- Extracted text
Self-Powered Programming of Fibroblasts into Neurons via a Scalable Magnetoelastic Generator Array

Developing scalable electrical stimulating platforms for cell and tissue engineering applications is limited by external power source dependency, wetting resistance, microscale size requirements, and suitable flexibility. Here, a versatile and scalable platform is developed to enable tunable electrical stimulation for biological applications by harnessing the giant magnetoelastic effect in soft systems, converting gentle air pressure (100-400 kPa) to yield a current of up to 10.5 mA and a voltage of 9.5 mV. The platform can be easily manufactured and scaled up for integration in multiwell magnetoelastic plates via 3D printing. The authors demonstrate that the electrical stimulation generated by this platform enhances the conversion of fibroblasts into neurons up to 2-fold (104%) and subsequent neuronal maturation up to 3-fold (251%). This easily configurable electrical stimulation device has broad applications in high throughput organ-on-a-chip systems, and paves the way for future development of neural engineering, including cellular therapy via implantable self-powered electrical stimulation devices.

Automated summary

Developing scalable electrical stimulating platforms for cell and tissue engineering applications is challenging due to external power source dependency and other technical requirements. In this study, a versatile platform is developed that utilizes the giant magnetoelastic effect in soft systems to convert gentle air pressure into electrical stimulation. The authors demonstrate that this platform enhances the conversion of fibroblasts into neurons and subsequent neuronal maturation. This device has broad applications in organ-on-a-chip systems and neural engineering.

Records from a dataset:

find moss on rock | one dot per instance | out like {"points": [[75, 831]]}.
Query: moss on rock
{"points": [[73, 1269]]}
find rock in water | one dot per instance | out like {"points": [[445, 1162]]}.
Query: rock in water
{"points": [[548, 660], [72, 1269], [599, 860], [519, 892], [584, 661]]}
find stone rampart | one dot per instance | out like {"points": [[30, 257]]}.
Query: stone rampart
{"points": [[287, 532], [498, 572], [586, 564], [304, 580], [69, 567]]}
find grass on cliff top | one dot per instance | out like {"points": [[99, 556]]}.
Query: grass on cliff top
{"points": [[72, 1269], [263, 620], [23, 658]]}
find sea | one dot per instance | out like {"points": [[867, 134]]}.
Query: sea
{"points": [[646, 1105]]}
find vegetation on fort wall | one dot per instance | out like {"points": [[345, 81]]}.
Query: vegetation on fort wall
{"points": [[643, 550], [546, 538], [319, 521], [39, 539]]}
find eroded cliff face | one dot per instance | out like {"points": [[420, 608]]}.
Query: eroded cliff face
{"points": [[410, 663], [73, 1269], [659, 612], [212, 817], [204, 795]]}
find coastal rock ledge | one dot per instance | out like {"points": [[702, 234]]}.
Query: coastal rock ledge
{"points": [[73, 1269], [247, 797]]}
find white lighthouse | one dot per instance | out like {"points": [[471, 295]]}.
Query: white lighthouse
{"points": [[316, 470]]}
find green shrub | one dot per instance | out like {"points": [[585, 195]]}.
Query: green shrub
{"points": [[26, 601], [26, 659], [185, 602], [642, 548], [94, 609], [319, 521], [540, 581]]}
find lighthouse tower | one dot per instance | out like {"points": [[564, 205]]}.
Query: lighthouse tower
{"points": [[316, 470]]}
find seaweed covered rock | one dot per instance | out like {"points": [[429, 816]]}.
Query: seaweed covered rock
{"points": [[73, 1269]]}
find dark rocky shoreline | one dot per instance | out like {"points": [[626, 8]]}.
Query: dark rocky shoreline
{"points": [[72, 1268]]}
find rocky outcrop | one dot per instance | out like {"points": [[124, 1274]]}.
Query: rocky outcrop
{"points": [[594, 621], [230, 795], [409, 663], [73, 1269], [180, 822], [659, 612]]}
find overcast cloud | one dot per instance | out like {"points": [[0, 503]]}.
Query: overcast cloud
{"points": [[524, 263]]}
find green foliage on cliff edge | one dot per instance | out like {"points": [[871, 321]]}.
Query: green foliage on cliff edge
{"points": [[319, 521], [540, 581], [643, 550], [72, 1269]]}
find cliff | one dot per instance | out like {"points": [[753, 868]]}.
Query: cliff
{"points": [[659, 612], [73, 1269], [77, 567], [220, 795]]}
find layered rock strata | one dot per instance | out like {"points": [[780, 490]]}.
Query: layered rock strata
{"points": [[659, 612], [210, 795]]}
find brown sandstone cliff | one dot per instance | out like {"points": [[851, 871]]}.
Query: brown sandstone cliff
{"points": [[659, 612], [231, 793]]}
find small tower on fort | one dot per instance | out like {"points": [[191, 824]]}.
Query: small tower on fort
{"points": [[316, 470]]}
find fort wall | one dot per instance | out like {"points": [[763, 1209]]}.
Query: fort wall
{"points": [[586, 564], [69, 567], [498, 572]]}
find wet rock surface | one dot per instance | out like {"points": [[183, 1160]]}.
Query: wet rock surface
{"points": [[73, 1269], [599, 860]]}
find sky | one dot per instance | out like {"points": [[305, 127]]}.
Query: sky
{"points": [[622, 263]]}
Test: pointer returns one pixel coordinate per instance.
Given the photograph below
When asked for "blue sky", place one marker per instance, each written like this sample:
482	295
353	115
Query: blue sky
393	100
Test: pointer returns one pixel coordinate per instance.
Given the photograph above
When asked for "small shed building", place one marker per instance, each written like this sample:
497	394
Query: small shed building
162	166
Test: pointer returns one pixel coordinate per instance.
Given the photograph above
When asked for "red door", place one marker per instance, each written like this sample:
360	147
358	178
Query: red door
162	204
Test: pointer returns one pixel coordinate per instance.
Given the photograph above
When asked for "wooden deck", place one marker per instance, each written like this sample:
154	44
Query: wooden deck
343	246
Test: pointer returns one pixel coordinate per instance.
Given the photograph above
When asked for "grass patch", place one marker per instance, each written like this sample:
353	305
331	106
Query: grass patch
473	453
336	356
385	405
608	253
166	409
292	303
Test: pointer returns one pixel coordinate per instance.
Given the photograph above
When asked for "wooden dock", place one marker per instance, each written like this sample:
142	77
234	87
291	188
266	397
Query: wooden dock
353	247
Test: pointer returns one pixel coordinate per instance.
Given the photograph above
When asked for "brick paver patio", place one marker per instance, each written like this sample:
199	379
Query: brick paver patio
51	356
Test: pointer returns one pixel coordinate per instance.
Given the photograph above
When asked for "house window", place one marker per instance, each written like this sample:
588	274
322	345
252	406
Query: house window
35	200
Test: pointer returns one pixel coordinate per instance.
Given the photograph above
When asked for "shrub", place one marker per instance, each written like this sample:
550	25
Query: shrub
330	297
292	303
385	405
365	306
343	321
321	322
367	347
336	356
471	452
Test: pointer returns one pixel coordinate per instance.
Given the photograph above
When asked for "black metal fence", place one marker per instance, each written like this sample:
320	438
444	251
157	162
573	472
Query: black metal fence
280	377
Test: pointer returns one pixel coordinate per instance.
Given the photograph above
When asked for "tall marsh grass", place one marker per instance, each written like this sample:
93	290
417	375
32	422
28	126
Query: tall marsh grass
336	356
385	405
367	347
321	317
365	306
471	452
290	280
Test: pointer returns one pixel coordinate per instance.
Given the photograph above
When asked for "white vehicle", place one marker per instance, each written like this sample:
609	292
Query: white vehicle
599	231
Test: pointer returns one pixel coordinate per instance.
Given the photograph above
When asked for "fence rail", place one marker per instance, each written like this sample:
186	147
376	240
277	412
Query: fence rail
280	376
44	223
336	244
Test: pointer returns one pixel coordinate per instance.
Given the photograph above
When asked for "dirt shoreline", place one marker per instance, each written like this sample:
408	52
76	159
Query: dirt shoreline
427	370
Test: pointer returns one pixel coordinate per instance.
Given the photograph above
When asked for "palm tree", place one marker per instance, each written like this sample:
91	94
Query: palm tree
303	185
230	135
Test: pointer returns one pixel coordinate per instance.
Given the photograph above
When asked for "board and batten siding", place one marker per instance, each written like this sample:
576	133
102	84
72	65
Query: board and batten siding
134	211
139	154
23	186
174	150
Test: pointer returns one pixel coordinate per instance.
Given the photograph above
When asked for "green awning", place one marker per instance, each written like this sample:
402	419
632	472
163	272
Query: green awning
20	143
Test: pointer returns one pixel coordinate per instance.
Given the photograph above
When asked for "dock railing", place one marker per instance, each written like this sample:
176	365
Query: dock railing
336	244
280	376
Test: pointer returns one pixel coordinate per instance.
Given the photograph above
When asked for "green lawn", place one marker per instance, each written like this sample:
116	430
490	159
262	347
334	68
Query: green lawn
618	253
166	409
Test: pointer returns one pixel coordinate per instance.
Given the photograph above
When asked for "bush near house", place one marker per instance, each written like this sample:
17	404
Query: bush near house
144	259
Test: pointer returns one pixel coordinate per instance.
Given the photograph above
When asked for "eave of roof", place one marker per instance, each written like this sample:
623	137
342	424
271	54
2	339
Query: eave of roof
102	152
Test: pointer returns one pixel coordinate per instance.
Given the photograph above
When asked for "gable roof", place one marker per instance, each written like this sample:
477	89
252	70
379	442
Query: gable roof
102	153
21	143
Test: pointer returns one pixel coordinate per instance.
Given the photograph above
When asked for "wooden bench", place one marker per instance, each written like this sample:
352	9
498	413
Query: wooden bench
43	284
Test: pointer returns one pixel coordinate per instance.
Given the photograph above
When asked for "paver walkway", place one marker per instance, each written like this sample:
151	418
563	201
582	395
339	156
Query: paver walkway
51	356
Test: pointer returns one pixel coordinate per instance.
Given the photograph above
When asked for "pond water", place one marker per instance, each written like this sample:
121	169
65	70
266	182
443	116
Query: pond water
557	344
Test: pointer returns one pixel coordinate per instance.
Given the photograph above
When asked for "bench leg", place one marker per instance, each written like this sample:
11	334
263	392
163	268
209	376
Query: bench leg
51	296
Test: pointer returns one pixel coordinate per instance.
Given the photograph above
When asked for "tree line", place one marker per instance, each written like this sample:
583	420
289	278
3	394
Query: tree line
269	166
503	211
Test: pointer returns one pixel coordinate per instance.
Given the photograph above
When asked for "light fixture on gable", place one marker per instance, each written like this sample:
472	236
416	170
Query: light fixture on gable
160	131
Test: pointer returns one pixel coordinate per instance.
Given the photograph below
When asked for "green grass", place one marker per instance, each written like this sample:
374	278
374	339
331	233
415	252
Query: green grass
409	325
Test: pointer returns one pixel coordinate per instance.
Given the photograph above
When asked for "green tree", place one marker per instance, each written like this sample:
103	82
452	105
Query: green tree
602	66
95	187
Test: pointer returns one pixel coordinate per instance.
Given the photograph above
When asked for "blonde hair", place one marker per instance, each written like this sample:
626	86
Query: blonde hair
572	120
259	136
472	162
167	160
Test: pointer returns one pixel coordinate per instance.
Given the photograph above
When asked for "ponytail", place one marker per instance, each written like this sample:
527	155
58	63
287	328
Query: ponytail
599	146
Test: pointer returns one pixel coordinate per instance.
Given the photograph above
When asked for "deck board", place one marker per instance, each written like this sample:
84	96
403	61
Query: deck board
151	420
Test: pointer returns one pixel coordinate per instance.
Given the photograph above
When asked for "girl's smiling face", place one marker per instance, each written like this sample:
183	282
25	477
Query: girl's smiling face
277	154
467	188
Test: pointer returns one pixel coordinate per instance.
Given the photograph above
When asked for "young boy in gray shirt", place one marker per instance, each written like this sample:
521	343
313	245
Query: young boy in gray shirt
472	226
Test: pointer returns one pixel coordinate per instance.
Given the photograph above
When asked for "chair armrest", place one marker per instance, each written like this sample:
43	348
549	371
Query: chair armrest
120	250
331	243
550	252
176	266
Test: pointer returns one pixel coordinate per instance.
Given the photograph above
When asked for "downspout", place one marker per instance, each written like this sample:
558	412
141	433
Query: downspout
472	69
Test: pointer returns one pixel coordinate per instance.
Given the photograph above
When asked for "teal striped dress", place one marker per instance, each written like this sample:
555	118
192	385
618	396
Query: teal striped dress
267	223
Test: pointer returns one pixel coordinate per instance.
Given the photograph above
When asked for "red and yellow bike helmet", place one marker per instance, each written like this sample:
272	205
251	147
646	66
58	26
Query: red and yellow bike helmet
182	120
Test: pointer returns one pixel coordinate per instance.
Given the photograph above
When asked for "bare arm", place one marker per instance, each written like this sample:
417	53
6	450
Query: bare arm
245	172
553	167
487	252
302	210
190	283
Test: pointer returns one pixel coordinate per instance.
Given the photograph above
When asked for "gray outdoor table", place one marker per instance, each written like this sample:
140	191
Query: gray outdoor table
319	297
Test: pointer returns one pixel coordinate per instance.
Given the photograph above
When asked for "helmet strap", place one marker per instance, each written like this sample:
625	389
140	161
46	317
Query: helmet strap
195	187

- Action item
From the text on the magnetoelastic generator array, list every factor it names as limiting the development of scalable electrical stimulating platforms.

- Solution to this exercise
- External power source dependency
- Wetting resistance
- Microscale size requirements
- Suitable flexibility